**** RECORDS PROVIDED

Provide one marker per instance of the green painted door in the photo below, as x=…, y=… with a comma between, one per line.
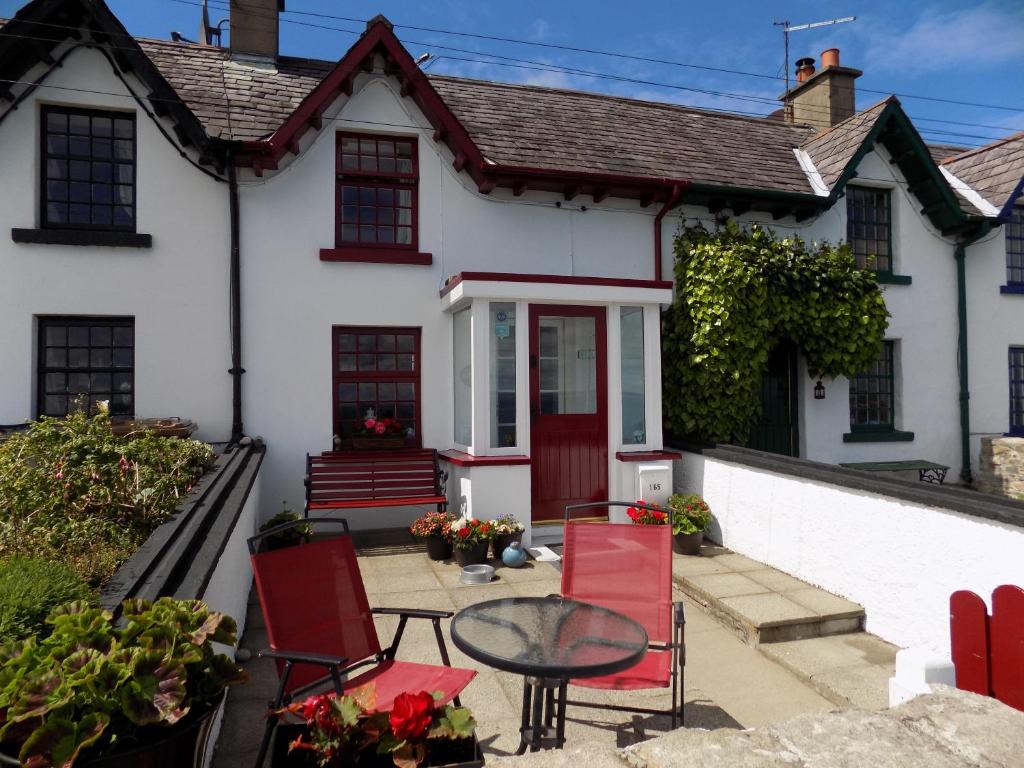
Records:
x=777, y=431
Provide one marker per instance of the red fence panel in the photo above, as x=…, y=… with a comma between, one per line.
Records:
x=969, y=641
x=1007, y=645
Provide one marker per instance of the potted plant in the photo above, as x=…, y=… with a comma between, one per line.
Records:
x=471, y=538
x=93, y=693
x=690, y=518
x=348, y=730
x=288, y=538
x=374, y=434
x=507, y=529
x=435, y=529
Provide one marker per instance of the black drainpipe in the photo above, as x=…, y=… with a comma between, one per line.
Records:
x=960, y=252
x=236, y=301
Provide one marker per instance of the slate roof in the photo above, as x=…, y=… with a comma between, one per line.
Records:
x=994, y=170
x=833, y=148
x=515, y=125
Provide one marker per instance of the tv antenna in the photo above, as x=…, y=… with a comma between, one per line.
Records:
x=787, y=28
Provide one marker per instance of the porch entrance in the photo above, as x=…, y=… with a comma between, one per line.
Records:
x=777, y=430
x=568, y=408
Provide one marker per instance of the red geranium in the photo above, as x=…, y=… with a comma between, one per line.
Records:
x=412, y=715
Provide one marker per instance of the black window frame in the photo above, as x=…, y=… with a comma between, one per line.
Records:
x=1016, y=392
x=43, y=323
x=45, y=156
x=860, y=386
x=1015, y=247
x=854, y=193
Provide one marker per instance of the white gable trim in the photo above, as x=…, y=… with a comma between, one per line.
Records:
x=975, y=199
x=817, y=183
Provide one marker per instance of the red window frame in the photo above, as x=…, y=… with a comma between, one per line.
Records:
x=378, y=179
x=375, y=376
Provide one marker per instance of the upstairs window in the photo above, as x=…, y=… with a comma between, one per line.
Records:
x=88, y=169
x=868, y=227
x=377, y=192
x=1017, y=390
x=1015, y=247
x=872, y=394
x=83, y=360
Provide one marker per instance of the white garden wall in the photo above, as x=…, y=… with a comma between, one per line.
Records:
x=900, y=559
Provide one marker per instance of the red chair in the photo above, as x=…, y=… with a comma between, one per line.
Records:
x=321, y=626
x=628, y=568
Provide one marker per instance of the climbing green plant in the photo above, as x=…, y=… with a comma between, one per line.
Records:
x=738, y=293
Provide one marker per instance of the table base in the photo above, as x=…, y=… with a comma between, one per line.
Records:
x=543, y=715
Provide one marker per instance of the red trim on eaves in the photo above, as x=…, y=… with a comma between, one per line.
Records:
x=558, y=280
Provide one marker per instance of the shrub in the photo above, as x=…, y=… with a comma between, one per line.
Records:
x=71, y=491
x=30, y=588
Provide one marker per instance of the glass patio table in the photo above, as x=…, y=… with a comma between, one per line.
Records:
x=549, y=640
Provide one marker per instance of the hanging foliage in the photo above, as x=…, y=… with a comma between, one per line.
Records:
x=739, y=292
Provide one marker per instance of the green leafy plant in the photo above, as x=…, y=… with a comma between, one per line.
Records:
x=288, y=538
x=30, y=588
x=93, y=688
x=690, y=513
x=738, y=293
x=342, y=728
x=72, y=492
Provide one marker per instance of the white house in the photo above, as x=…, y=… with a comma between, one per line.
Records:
x=279, y=246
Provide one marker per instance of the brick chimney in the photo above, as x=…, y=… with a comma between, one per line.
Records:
x=254, y=28
x=824, y=97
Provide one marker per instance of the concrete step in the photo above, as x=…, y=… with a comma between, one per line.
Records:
x=848, y=670
x=759, y=603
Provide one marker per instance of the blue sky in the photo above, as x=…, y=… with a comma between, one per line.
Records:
x=962, y=51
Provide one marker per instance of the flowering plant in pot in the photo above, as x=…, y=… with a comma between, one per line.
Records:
x=435, y=529
x=690, y=518
x=471, y=538
x=93, y=693
x=373, y=432
x=507, y=529
x=348, y=730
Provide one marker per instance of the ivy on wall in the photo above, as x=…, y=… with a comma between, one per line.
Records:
x=739, y=292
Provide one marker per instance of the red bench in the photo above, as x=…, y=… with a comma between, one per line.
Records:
x=386, y=478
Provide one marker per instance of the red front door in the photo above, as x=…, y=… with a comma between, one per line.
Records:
x=568, y=408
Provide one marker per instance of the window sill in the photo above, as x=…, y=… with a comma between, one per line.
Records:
x=377, y=256
x=893, y=280
x=111, y=239
x=895, y=435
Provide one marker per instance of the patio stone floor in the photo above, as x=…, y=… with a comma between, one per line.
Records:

********

Arrange as a JSON list of strings, one per line with blank lines omitted, only the lines beginning with the line containing "Provide one marker per instance of the red chair" and continuing through the line containing "x=543, y=715".

### PROBLEM SOLUTION
[
  "Provide one marker per instance of the red chair in the photo above, as x=…, y=… with a comma between, one per line.",
  "Records:",
  "x=321, y=626",
  "x=628, y=568",
  "Provide one marker per instance of the climbing green plant in the photo above, as x=…, y=… with a comma between, one per line.",
  "Records:",
  "x=738, y=293",
  "Provide one marker per instance of the table base in the photo above, as x=…, y=… with a comma between, one per line.",
  "Records:",
  "x=543, y=715"
]